Makefile:1482: recipe for target 'test' failed
make: *** [test] Aborted
processor : 7
vendor_id : GenuineIntel
cpu family : 6
model : 60
model name : Intel(R) Core(TM) i7-4770 CPU @ 3.40GHz
stepping : 3
microcode : 0x12
flags : fpu vme de pse tsc msr pae mce cx8 apic sep mtrr pge mca cmov pat
pse36 clflush dts acpi mmx fxsr sse sse2 ss ht tm pbe syscall nx pdpe1gb rdtscp
lm constant_tsc arch_perfmon pebs bts rep_good nopl xtopology nonstop_tsc
aperfmperf eagerfpu pni pclmulqdq dtes64 monitor ds_cpl vmx smx est tm2 ssse3
fma cx16 xtpr pdcm pcid sse4_1 sse4_2 x2apic movbe popcnt tsc_deadline_timer
aes xsave avx f16c rdrand lahf_lm abm ida arat pln pts dtherm tpr_shadow vnmi
flexpriority ept vpid fsgsbase tsc_adjust bmi1 hle avx2 smep bmi2 erms invpcid
rtm xsaveopt
Original comment by dpmc...@gmail.com
on 23 Apr 2015 at 1:54
Can you folks please try https://github.com/memcached/memcached (master branch)

PROVIDED MATERIAL:
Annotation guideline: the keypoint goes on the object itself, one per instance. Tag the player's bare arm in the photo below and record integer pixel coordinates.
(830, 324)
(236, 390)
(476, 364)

YOUR INSTRUCTIONS:
Continue the memcached test-failure thread from its last line.

TASK RESULT:
and ping this issue on if it repairs your problem completey? All tests should
run.
Original comment by dorma...@rydia.net
on 24 Apr 2015 at 7:05
I ran the same build/test/package steps that triggered the above, pulling the
one (369845f086) patch from git and applying it, and we seem to be in business.
All tests pass, no hangups or timeouts anymore.
Original comment by dpmc...@gmail.com
on 24 Apr 2015 at 2:41
I also just patched in the latest commit f086 to the tarball.
The test suite now passes on sparcv9 cleanly, the only issue on amd64 left is
t/lru-maintainer.t ... 11/224
# Failed test 'moved some items to cold'
# at t/lru-maintainer.t line 33.
# got: '0'
# expected: anything else
t/lru-maintainer.t ... 195/224 # Looks like you failed 1 test of 224.
t/lru-maintainer.t ... Dubious, test returned 1 (wstat 256, 0x100)
Failed 1/224 subtests
Original comment by honkma...@googlemail.com
on 24 Apr 2015 at 3:55
BTW, what happened to the buildfarm?
https://code.google.com/p/memcached/wiki/BuildFarm
The waterfall display is stuck for me.
As I already run a buildbot instance on our farm I can gladly provide some
slaves on Solaris:
http://buildfarm.opencsw.org/buildbot/waterfall
Original comment by honkma...@googlemail.com
on 24 Apr 2015 at 3:57
buildfarm's been dead a long while... it requires quite a lot of time to keep
maintained.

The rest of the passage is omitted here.